# START OF Given text

[This article was first published online on March 08, 2007 – on spontaneousdevelopment.com (now defunct) and Ezinearticles.com]
This Is NOT An Expert Paper On Getting Into “Flow”.
It is not a technical article on the psychology of sports and how the brain functions when a person is engaged in competition. I am not a zone coach or psychologist, neither do I pretend to have conducted any experiments or studies on people who have exhibited the traits of persons who could be said to have been in “flow” at any point in time.
What I aim to do in this article is to share my considerable experience in delivering exceptional performances in virtually every area of endeavour I have chosen to apply diligent and committed effort. Most of my achievements have been made possible by my self-taught ability to almost willfully get myself into “Flow”(an unconscious state of mind that facilitates seemingly effortless achievement of optimal learning and/or performance) whenever I felt the need to do so, in order to achieve a set goal(s).
Because I have experienced what it feels like to get into “Flow” or “The Zone” on many occasions(and I provide graphic details of some of those instances in this article), I am able to share THAT experience with the reader, and explain how s/he can achieve the same result, frequently and repeatedly, if s/he so desires.
As I have stated earlier, I make no claims to being an authority on getting into “Flow” or “The Zone”. However going by my personal experiences(which I need NO PhD degree qualifications to write or speak about), I strongly believe different individuals will find need to develop different levels of proficiency in their ability to get into AND STAY – for as long as may be necessary/desired – in “The Zone”. Improvement in mastery of this skill will depend on how well each person applies him/herself.
The challenge is therefore for you to use the ideas offered in this write up to build up YOUR OWN ability to get into – and stay in – “The Zone” in a way that enables you meet YOUR needs to achieve.

# END OF Given text
# START OF Supplied records

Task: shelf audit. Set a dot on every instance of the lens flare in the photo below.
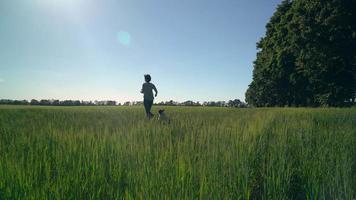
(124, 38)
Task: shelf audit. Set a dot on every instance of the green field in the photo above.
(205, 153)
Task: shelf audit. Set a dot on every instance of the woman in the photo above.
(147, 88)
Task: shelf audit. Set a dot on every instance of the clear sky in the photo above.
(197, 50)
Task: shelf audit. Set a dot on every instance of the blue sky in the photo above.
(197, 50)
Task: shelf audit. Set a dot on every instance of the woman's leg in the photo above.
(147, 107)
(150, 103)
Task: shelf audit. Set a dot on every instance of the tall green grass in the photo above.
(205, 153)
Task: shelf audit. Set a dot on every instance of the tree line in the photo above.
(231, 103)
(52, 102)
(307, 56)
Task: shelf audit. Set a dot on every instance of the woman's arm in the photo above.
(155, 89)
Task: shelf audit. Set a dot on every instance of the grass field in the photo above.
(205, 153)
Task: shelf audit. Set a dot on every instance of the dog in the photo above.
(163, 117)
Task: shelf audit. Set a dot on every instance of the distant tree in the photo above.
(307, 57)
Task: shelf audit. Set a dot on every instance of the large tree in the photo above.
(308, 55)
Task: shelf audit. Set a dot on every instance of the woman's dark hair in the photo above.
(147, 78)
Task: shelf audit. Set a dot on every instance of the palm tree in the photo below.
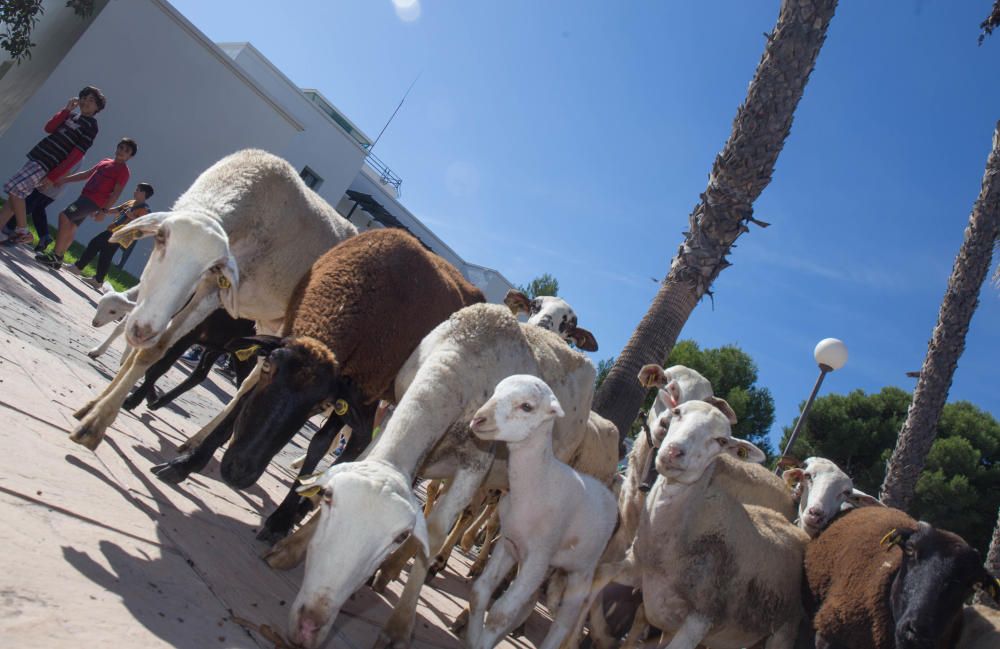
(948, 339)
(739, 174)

# END OF Supplied records
# START OF Supplied records

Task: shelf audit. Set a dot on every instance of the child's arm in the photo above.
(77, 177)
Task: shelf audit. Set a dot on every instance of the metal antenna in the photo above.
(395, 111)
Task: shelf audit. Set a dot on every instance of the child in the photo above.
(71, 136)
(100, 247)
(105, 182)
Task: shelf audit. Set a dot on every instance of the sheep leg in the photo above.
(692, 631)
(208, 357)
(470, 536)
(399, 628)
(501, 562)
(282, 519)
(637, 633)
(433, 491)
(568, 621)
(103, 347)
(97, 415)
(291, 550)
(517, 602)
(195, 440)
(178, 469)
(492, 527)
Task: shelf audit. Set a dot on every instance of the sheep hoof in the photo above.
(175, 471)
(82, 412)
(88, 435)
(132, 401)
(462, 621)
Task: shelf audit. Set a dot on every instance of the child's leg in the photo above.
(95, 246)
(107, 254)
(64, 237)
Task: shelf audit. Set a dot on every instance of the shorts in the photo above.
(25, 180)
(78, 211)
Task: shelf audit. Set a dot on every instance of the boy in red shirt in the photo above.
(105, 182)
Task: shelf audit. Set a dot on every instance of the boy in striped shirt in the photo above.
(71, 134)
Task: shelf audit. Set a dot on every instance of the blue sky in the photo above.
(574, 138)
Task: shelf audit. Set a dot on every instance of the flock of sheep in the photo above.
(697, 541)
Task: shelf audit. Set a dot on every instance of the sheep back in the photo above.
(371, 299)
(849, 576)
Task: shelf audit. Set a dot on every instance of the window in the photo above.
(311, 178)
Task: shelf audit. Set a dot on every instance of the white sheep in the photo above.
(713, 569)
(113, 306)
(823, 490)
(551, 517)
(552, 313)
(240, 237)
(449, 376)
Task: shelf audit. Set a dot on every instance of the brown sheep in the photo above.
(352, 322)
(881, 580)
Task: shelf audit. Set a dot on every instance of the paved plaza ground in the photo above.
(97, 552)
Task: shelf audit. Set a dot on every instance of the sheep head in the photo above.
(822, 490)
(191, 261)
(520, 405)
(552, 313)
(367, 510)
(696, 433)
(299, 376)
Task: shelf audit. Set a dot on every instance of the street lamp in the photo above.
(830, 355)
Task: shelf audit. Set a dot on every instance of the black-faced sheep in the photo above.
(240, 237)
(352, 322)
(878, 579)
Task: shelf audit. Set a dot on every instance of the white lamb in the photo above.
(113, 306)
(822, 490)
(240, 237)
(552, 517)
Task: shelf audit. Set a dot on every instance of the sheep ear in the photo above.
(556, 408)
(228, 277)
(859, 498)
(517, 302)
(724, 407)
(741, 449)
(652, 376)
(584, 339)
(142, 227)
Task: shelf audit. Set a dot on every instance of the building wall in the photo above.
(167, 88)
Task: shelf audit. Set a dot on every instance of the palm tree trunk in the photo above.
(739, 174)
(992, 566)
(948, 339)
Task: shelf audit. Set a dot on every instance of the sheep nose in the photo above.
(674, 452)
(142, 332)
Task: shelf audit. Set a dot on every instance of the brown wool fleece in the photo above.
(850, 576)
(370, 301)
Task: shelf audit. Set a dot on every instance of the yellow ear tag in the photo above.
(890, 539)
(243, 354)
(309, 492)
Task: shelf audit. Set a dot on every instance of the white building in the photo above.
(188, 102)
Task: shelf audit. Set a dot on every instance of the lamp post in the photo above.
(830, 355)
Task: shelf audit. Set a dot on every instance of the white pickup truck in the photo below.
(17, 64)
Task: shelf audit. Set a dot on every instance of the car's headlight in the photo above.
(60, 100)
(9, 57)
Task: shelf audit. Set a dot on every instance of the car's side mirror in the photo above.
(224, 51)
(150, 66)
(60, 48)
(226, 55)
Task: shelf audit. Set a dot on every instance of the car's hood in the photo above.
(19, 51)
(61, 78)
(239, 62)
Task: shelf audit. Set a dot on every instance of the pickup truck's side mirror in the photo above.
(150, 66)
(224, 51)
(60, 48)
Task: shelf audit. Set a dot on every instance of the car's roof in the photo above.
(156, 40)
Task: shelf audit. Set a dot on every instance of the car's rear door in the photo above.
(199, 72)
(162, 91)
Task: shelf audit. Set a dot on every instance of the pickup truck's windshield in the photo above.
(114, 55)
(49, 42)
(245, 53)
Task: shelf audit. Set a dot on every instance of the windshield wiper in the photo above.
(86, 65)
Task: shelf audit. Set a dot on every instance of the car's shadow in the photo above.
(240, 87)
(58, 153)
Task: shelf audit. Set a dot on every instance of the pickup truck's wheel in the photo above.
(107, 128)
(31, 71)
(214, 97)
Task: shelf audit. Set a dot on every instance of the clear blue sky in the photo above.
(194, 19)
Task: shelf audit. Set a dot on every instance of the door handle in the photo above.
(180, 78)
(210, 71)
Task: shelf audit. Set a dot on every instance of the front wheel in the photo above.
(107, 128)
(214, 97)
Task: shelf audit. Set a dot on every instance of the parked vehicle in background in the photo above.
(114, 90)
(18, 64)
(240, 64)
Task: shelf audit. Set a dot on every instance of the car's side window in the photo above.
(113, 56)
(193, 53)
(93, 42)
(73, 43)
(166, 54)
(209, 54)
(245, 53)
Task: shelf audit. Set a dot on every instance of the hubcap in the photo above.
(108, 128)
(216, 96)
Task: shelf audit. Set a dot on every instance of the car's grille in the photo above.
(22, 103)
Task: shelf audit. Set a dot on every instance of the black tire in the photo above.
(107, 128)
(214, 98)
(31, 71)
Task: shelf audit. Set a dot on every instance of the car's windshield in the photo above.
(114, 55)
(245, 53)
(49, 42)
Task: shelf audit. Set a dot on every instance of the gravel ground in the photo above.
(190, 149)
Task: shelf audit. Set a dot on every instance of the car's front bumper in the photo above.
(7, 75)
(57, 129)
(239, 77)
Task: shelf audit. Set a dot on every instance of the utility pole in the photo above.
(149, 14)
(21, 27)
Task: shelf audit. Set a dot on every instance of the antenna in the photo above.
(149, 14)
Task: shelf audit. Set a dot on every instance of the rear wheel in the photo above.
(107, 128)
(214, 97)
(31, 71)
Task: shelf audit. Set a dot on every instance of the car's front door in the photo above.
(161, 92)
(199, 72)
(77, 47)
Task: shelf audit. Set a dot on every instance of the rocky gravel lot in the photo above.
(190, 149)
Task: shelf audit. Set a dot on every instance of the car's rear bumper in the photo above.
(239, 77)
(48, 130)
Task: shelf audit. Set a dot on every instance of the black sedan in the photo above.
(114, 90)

# END OF Supplied records
# START OF Supplied records

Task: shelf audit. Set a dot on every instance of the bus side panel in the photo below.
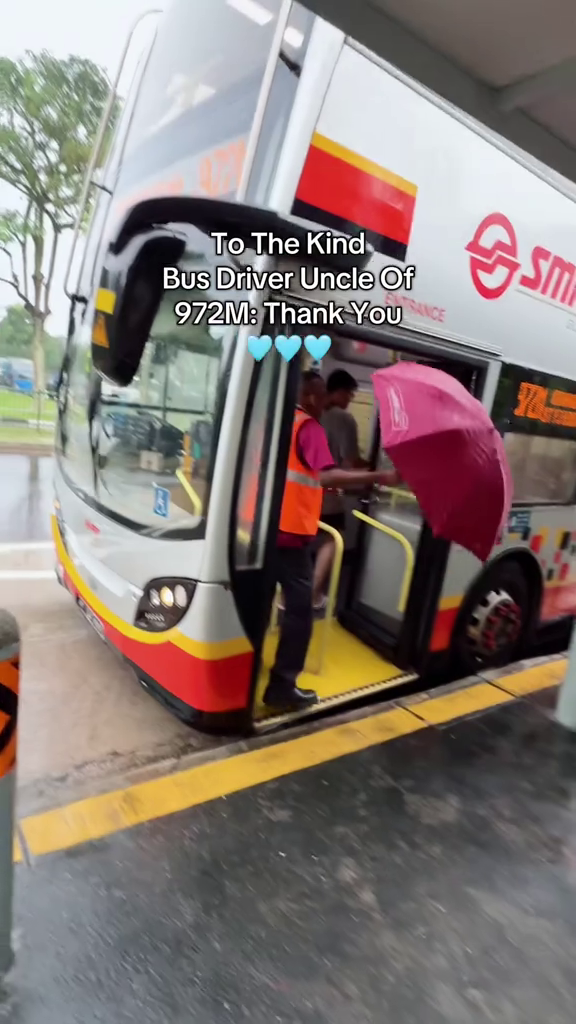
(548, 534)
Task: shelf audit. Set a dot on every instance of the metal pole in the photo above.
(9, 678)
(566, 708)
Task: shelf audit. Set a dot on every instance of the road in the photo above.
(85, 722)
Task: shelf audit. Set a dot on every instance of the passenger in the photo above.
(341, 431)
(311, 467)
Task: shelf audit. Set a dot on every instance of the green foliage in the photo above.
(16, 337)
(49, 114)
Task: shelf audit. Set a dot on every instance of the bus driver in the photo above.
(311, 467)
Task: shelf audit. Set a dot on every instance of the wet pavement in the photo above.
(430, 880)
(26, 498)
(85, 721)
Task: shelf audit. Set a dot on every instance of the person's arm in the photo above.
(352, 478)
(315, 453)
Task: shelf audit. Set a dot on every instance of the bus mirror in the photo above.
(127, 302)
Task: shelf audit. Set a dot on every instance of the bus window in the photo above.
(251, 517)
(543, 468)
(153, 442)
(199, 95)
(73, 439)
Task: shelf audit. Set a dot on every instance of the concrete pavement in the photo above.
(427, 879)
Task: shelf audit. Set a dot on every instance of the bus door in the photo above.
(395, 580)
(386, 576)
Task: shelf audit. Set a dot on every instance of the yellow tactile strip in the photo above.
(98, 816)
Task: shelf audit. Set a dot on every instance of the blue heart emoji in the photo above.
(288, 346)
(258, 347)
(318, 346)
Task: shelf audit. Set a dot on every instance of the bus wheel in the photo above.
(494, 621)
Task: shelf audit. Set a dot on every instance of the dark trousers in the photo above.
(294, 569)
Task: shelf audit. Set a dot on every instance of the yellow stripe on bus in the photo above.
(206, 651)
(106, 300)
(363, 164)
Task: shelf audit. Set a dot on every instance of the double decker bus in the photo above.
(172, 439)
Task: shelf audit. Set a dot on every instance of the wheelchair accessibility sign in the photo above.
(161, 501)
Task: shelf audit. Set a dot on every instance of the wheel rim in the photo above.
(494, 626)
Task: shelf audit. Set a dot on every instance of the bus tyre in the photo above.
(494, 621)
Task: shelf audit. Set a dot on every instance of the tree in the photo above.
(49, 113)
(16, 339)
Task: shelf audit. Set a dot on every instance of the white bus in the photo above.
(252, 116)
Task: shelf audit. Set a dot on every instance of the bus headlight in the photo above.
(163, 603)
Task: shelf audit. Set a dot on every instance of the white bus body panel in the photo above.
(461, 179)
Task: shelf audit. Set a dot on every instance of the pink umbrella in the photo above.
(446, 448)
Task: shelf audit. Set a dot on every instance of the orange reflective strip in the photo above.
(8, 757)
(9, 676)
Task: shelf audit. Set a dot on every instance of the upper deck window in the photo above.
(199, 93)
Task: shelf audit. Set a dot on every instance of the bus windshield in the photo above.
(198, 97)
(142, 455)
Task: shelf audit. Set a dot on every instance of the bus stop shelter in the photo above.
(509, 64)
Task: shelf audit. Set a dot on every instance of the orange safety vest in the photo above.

# END OF Supplied records

### What you need to do
Copy word for word the passage of the article on getting into "Flow" above, from "It is not a" to "a set goal(s).".

### Response
It is not a technical article on the psychology of sports and how the brain functions when a person is engaged in competition. I am not a zone coach or psychologist, neither do I pretend to have conducted any experiments or studies on people who have exhibited the traits of persons who could be said to have been in “flow” at any point in time.
What I aim to do in this article is to share my considerable experience in delivering exceptional performances in virtually every area of endeavour I have chosen to apply diligent and committed effort. Most of my achievements have been made possible by my self-taught ability to almost willfully get myself into “Flow”(an unconscious state of mind that facilitates seemingly effortless achievement of optimal learning and/or performance) whenever I felt the need to do so, in order to achieve a set goal(s).